**Task 1**
Summarize the passage on Army tactical network modernization in two sentences.
**Task 2**
Answer these questions on the passage on Army tactical network modernization:
(a) What is described as a universal lesson learned from the previous tactical network modernization strategy?
(b) What two paths does General Crawford mention for a smartphone used at home?
**Task 3**
Write what comes next in the passage on Army tactical network modernization, picking up after its last sentence.

How does the Army plan to transition soldiers on the ground
from the old to new network platform? Does the Army have plans
in place to address any operational disruptions due to this
transition?
And, two, General Crawford, it would appear that a
universal lesson learned from the previous tactical network
modernization strategy to include previous network integration
evaluations was the need to simplify tactical communication
systems so that they would pass the smartphone test, making it
easy for soldiers to operate with minimal training. How does
the new modernization strategy pass the smartphone test?
General Crawford. So, sir, one of the things we are looking
to take on, if you used your--as you use your smartphone at
home, one of the things that you do--so you have got Wi-Fi,
potentially, as a path. And then you have got the broadband
that is provided by one of the commercial services.

**Supplied data**
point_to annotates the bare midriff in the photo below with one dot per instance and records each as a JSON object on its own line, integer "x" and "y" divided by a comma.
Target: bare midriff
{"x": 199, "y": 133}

**Exercise output 1**
A questioner asks how the Army plans to move soldiers on the ground from the old network platform to the new one and whether it has plans to address operational disruptions from the change. The questioner also asks General Crawford how the new modernization strategy passes the smartphone test of easy operation with minimal training, and General Crawford begins his reply by comparing it to using a smartphone at home, with Wi-Fi and commercial broadband as paths.

**Exercise output 2**
(a) The need to simplify tactical communication systems so they pass the smartphone test and soldiers can operate them with minimal training.
(b) Wi-Fi and broadband provided by one of the commercial services.

**Exercise output 3**
And so when you send a text to someone, the last thing that
you are worried about is what cell phone tower you are going to
be off of, or did this message leave my phone and go via Wi-Fi
or did this message actually go over one of the services
provided by one of our commercial vendors?
And so one of the things and one of the lessons that we
learned to this idea of a smartphone test, sir, is we are
looking to integrate and evolve, as a part of the new strategy,
this idea of a universal transport layer. So just like you do
at home, you don't worry about what tower you are off of, you
don't worry about whether your message or your phone call
actually went over Wi-Fi or whether it actually went over
services provided externally that are global. You just wanted
your message to get through.
And so we want to, first, simplify the touch, look, and
feel. Back to this--I talked about getting operators and
developers together, sir, to understand how the user actually
interfaces with equipment. That is something we haven't done
very well over the last few years. And it absolutely is a
lesson learned.
But the second part beyond the getting operators together
to ensure we have got the infrastructure that is moved away
from the operator. The infrastructure needs to sit at the
enterprise instead of with the operator. And if you go and look
at our formations now, almost all the infrastructure they need
to send that same message or something very similar to what you
would send from home, we actually have to take with us.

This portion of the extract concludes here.